WHAT THE TASK REQUIRES. Output all records verbatim.

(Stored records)
::::::

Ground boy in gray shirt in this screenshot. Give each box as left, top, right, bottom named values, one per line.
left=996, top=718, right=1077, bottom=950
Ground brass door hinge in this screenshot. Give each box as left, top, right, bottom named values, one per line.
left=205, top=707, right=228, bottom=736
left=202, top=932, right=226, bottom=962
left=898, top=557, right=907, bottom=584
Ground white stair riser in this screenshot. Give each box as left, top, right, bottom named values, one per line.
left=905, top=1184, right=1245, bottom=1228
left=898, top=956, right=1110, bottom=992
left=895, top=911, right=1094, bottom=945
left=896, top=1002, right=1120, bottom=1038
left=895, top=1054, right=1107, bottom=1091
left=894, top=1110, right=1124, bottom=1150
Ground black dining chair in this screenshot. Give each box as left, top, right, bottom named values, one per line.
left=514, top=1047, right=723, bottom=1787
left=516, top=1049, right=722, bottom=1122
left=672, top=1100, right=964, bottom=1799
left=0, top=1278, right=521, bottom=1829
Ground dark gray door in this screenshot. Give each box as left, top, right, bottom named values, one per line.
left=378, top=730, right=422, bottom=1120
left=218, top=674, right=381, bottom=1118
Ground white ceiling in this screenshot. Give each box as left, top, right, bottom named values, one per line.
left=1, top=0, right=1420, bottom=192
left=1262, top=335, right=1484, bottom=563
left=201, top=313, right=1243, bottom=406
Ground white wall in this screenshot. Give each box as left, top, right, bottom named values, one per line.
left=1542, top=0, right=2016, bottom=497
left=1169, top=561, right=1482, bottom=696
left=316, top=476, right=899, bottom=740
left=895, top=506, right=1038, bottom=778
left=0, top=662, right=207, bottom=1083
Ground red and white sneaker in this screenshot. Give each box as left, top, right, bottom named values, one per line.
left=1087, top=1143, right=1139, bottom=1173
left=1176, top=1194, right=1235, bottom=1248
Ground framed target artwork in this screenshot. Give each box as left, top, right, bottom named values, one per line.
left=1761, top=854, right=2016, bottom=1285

::::::

ANSWER AREA.
Ground boy in gray shirt in this screenshot. Give each box as left, top, right, bottom named values, one per line.
left=996, top=718, right=1077, bottom=950
Ground brass door hinge in this screenshot. Give each box as left, top, right, bottom named values, one per line.
left=205, top=707, right=228, bottom=736
left=202, top=932, right=226, bottom=962
left=898, top=557, right=907, bottom=584
Ground white stair riser in this screenshot. Give each box as left, top, right, bottom named values, one per line.
left=905, top=1184, right=1245, bottom=1228
left=898, top=956, right=1110, bottom=992
left=895, top=911, right=1094, bottom=945
left=896, top=1002, right=1120, bottom=1038
left=895, top=1054, right=1107, bottom=1091
left=894, top=1110, right=1124, bottom=1150
Ground black dining chair in this screenshot. Give each box as left, top, right, bottom named values, one per line.
left=514, top=1047, right=723, bottom=1787
left=516, top=1049, right=722, bottom=1122
left=672, top=1100, right=964, bottom=1799
left=0, top=1278, right=521, bottom=1829
Ground dark gray door in this screenshot. Give each box as left, top, right, bottom named values, one per line.
left=378, top=730, right=422, bottom=1120
left=218, top=674, right=381, bottom=1118
Ground white ceiling in this screenshot. Give each box as left, top, right, bottom named values, one per line.
left=1, top=0, right=1420, bottom=192
left=1262, top=335, right=1484, bottom=563
left=201, top=313, right=1243, bottom=406
Ground white wall in this screenshot. Give each box as left, top, right, bottom named values, one per line.
left=1542, top=0, right=2016, bottom=497
left=1169, top=561, right=1482, bottom=696
left=316, top=476, right=899, bottom=740
left=895, top=506, right=1038, bottom=778
left=0, top=662, right=207, bottom=1083
Ground red and white sneaker in this screenshot. Give each box as left, top, right, bottom named values, one per line.
left=1087, top=1143, right=1139, bottom=1173
left=1176, top=1194, right=1235, bottom=1248
Ground framed target artwork in this screenshot. Give each box as left, top, right, bottom named values, one per line.
left=1761, top=854, right=2016, bottom=1285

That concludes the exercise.